[Saved data entries]
=== Begin Enclosure ===

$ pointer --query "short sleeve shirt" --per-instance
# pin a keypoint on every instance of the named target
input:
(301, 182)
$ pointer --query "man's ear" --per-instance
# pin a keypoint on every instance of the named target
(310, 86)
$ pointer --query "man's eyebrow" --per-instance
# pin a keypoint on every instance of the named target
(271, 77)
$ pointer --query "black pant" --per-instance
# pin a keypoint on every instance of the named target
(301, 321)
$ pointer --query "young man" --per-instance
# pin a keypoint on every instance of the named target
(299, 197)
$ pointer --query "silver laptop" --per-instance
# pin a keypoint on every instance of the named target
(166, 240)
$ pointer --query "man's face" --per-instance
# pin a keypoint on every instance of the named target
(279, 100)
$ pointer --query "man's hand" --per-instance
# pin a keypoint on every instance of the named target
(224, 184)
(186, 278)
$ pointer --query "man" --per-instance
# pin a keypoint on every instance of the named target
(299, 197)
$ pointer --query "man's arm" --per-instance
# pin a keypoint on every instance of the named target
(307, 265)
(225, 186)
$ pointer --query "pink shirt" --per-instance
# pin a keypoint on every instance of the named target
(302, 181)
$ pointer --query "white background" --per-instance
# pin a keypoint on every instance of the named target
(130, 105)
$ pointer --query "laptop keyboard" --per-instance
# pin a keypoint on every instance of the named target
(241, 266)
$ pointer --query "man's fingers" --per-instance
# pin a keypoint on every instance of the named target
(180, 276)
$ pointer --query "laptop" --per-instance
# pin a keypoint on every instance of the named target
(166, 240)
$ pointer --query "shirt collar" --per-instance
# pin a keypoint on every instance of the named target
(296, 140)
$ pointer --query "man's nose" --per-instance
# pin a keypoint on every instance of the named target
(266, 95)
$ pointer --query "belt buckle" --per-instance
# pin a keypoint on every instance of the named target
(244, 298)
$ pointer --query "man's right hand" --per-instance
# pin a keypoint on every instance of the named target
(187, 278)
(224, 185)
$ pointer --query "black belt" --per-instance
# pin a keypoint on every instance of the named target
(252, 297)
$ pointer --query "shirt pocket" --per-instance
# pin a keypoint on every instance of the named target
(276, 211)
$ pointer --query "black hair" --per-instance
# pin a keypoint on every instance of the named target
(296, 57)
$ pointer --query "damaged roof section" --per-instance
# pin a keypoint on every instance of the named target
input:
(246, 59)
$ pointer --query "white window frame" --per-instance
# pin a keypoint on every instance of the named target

=== End Enclosure ===

Would you return all of the data exactly as given?

$ pointer --query "short sleeve shirt" --per-instance
# pin a keypoint on every instance of the named target
input:
(301, 182)
$ pointer --query "man's ear" --per-instance
# pin a keypoint on every instance of the named target
(310, 86)
$ pointer --query "man's eyebrow" --per-instance
# pin a keypoint on every instance of the named target
(271, 77)
$ pointer --query "black pant" --per-instance
# pin a keypoint on every instance of the named target
(301, 321)
$ pointer --query "young man" --per-instance
# pin a keypoint on every instance of the named target
(299, 197)
$ pointer --query "silver laptop" --per-instance
# pin a keypoint on every instance of the named target
(166, 240)
$ pointer --query "man's face" --per-instance
# pin a keypoint on every instance of the named target
(279, 100)
$ pointer --query "man's hand" --per-instance
# pin a keypoint on every instance of the named target
(224, 184)
(186, 278)
$ pointer --query "man" --per-instance
# pin a keypoint on every instance of the named target
(299, 197)
$ pointer --query "man's arm" --per-instance
# pin a keypoint on every instance of the named target
(307, 265)
(225, 186)
$ pointer --query "pink shirt" --per-instance
# pin a keypoint on every instance of the named target
(302, 181)
$ pointer --query "white background" --per-instance
# pin a keypoint on every instance of the named target
(130, 105)
$ pointer --query "laptop keyboard" --per-instance
# pin a keypoint on every instance of the named target
(241, 266)
$ pointer --query "man's fingers" --per-instance
# pin a keypoint on every instance of the named target
(180, 276)
$ pointer --query "laptop" --per-instance
# pin a keypoint on every instance of the named target
(166, 240)
$ pointer --query "shirt collar" --per-instance
# pin a keypoint on every instance of the named target
(296, 140)
$ pointer --query "man's nose" --per-instance
# pin a keypoint on every instance of the named target
(266, 95)
$ pointer --query "belt buckle" --per-instance
# pin a keypoint on every instance of the named target
(244, 298)
$ pointer --query "man's right hand" --per-instance
# pin a keypoint on every instance of the named target
(187, 278)
(224, 185)
$ pointer --query "black belt" --per-instance
# pin a keypoint on every instance of the named target
(252, 297)
$ pointer --query "shirt pocket" --per-instance
# pin a keypoint on every instance of the named target
(276, 211)
$ pointer --query "black hair" --per-instance
# pin a keypoint on every instance of the named target
(296, 57)
$ pointer --query "damaged roof section" --per-instance
# pin a keypoint on every instance of the named target
input:
(246, 59)
$ pointer --query "white window frame" --per-instance
# pin a keypoint on every instance of the named target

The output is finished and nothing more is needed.